The scarcity of oxygen in various health facilities’ Intensive Care Units is facilitated by hoarding of oxygen cylinders by individuals in their homes, public health policy experts have said.
According to Dr. Freddie Ssengooba, a public health policy expert and a scientific advisor at the Ministry of Health, the need for oxygen became so much and overwhelmed the hospital setting.
Ssengooba, who referred to oxygen as a “big drug” as concerns Covid-19 treatment, noted that many patients die due to lack of oxygen in Intensive Care Units in the health facilities where they are admitted.
Speaking to a group of journalists on Friday February 5, he explained that the current scarcity of oxygen is fueled by individuals who are “tipping” manufactures so they can procure oxygen cylinders privately.
“There are a lot of oxygen cylinders in people’s houses. Now, people are asking ‘how come you get admitted for one day and you are asked to pay one million shillings?’ Basically, if a person is admitted in the Intensive Care Unit and requires that kind of care, the biggest treatment is oxygen. But one person can take 3 cylinders in a day,” he explained.
He revealed that the oxygen suppliers had few buyers before the pandemic and now, the demand is very high.
“Factories used to handle a few orders, but now, households are taking their cylinders and if you tip the manufacturers, your cylinders get filled and the hospital orders remain in a queue. That’s why Mulago ran out of oxygen because the private people were able to purchase more cylinders,” he said.

Referring expression data

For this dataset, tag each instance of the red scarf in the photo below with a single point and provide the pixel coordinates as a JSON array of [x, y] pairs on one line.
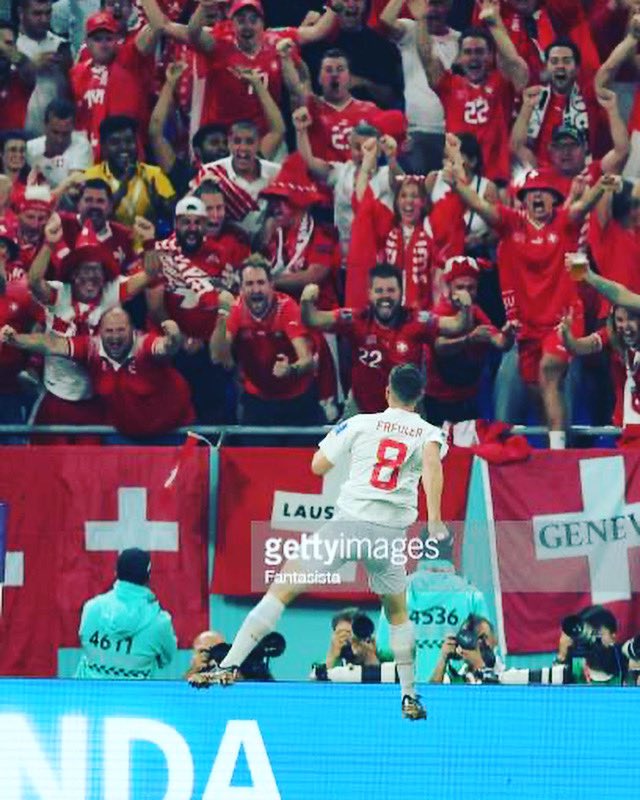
[[415, 260]]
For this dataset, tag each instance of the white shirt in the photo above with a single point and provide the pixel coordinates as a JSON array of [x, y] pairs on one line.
[[49, 85], [423, 107], [473, 222], [342, 179], [254, 220], [78, 156], [62, 377], [386, 464]]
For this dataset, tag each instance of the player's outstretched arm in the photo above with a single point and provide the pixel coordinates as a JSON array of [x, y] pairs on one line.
[[432, 480]]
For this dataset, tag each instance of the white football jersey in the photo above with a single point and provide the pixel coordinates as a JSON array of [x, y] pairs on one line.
[[386, 464], [63, 377]]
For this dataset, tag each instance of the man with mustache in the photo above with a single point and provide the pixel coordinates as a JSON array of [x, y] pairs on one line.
[[263, 334], [382, 335], [376, 72], [96, 204], [533, 243], [91, 285], [335, 112], [189, 294], [567, 99], [141, 394], [478, 99], [226, 98]]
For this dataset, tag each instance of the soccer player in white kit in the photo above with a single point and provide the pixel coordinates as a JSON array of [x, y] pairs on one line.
[[390, 452]]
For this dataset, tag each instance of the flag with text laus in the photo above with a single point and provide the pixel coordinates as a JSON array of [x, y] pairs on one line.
[[566, 527], [72, 510]]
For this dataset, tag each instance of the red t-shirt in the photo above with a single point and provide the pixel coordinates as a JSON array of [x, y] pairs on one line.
[[257, 343], [228, 99], [145, 395], [533, 258], [616, 251], [190, 292], [322, 248], [456, 378], [377, 348], [18, 309], [331, 127], [618, 372], [103, 91], [483, 110], [225, 254], [14, 97]]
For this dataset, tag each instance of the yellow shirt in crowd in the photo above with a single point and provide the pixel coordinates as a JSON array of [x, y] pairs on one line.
[[136, 202]]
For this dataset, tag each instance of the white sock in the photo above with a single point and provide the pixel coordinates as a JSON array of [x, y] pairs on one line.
[[402, 639], [557, 440], [260, 621]]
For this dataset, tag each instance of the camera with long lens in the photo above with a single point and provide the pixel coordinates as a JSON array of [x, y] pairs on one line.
[[362, 627], [255, 667], [467, 639]]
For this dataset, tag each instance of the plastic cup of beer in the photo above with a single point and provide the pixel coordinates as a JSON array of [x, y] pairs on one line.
[[578, 263]]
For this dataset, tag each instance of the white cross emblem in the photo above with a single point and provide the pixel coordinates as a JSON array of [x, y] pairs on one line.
[[132, 528], [603, 532], [13, 571]]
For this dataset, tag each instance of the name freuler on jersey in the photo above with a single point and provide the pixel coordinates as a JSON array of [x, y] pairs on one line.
[[394, 427]]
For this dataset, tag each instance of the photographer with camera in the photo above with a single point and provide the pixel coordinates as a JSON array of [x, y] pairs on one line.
[[470, 655], [352, 643], [588, 649]]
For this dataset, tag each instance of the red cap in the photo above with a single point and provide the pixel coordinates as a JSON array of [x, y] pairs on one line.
[[88, 247], [541, 181], [238, 5], [101, 21], [391, 123]]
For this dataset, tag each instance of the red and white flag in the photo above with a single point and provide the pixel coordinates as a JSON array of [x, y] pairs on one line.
[[71, 510], [565, 533]]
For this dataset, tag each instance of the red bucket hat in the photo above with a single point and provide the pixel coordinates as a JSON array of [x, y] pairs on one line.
[[89, 248], [294, 184]]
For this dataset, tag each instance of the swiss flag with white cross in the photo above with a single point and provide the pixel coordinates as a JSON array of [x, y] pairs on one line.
[[566, 527], [71, 510]]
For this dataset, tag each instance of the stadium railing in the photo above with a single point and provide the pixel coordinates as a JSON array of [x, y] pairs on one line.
[[254, 430]]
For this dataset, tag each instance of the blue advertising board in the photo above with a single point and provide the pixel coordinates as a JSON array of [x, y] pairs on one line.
[[103, 740]]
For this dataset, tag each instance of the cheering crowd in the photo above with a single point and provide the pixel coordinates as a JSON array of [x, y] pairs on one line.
[[235, 212]]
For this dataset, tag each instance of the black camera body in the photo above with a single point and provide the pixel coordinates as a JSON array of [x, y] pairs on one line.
[[467, 639], [363, 628]]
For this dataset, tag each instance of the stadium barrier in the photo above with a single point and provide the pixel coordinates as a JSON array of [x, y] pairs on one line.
[[65, 740]]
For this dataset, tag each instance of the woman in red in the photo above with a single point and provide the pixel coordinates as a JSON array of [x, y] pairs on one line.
[[416, 237]]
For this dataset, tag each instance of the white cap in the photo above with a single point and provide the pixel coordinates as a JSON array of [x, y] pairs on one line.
[[191, 205]]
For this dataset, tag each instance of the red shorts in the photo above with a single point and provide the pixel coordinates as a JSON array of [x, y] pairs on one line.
[[531, 350]]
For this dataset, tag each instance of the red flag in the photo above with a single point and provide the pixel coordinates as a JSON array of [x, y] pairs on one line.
[[253, 487], [71, 510], [567, 532]]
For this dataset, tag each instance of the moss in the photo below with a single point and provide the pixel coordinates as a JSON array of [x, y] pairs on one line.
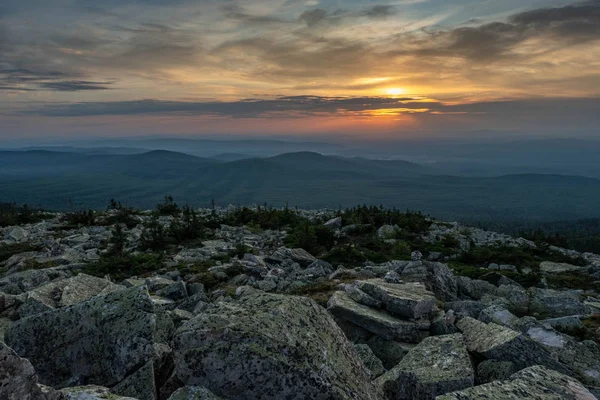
[[320, 291], [9, 250], [124, 266], [475, 272], [572, 281]]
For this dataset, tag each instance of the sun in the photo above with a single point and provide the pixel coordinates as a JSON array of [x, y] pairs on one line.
[[395, 91]]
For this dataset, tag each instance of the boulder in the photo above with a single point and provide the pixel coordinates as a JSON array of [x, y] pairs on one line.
[[375, 321], [553, 303], [25, 281], [437, 365], [474, 289], [536, 382], [387, 232], [193, 393], [411, 300], [140, 384], [65, 292], [570, 324], [515, 297], [18, 380], [499, 315], [373, 364], [493, 370], [301, 256], [492, 341], [388, 351], [466, 308], [549, 267], [15, 234], [265, 346], [91, 392], [583, 358], [334, 223], [100, 341]]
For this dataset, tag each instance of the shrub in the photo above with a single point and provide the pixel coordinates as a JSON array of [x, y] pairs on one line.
[[168, 206], [123, 266], [9, 250], [78, 218]]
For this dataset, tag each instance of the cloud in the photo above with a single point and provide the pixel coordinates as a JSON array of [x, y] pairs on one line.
[[75, 86], [553, 110], [21, 79], [314, 17], [578, 22], [380, 11], [287, 106]]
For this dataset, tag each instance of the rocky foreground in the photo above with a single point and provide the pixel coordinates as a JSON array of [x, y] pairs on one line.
[[240, 316]]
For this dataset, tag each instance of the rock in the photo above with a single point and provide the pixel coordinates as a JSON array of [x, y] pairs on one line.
[[334, 224], [91, 393], [436, 366], [378, 322], [387, 232], [492, 341], [65, 292], [474, 289], [175, 291], [492, 370], [157, 283], [411, 301], [265, 346], [361, 297], [552, 303], [100, 341], [416, 255], [536, 382], [370, 360], [18, 380], [500, 316], [443, 323], [392, 277], [388, 351], [583, 358], [301, 256], [516, 298], [25, 281], [15, 234], [549, 267], [503, 267], [466, 308], [436, 277], [193, 393], [570, 324], [139, 385]]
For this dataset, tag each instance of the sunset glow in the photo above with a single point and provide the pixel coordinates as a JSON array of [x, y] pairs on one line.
[[494, 66]]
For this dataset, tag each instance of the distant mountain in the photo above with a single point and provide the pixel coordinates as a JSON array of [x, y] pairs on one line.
[[55, 180], [211, 148]]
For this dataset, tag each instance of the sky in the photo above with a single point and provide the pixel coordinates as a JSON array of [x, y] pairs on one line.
[[308, 68]]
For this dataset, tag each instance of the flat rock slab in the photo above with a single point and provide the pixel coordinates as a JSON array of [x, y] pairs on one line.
[[100, 341], [91, 393], [492, 341], [557, 268], [551, 303], [18, 380], [408, 300], [438, 365], [535, 383], [263, 346], [65, 292], [379, 322], [193, 393]]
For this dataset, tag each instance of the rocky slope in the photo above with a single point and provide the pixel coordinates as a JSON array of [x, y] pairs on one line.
[[416, 309]]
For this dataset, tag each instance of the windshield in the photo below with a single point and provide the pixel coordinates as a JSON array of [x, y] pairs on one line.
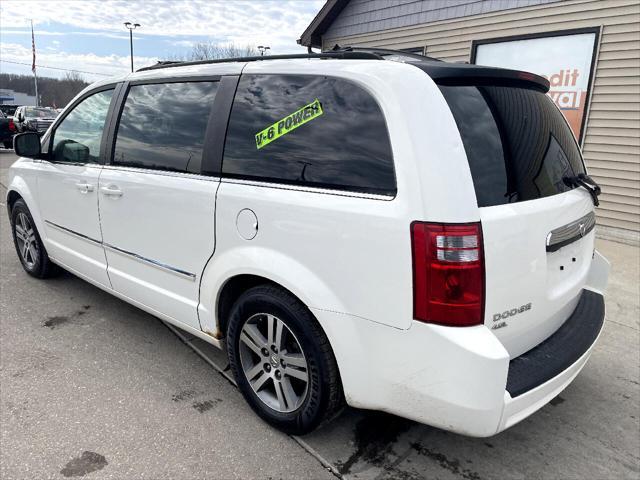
[[40, 112], [518, 144]]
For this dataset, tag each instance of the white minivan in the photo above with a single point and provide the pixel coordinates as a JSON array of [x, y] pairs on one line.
[[360, 226]]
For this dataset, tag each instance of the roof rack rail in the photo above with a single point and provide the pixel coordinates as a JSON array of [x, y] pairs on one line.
[[383, 52], [345, 55]]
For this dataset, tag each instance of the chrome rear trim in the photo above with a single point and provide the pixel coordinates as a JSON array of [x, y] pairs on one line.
[[561, 236]]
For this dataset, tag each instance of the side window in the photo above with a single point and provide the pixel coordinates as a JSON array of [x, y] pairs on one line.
[[309, 130], [163, 126], [77, 138]]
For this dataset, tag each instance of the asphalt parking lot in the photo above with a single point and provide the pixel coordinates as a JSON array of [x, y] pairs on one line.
[[91, 387]]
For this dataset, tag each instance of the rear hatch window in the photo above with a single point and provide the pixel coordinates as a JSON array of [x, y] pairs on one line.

### DESCRIPTION OF THE TASK:
Translate this sentence from the article on oxygen shortages into Spanish: "He revealed that the oxygen suppliers had few buyers before the pandemic and now, the demand is very high."

### OUTPUT OF THE EXERCISE:
Reveló que los proveedores de oxígeno tenían pocos compradores antes de la pandemia y que ahora la demanda es muy alta.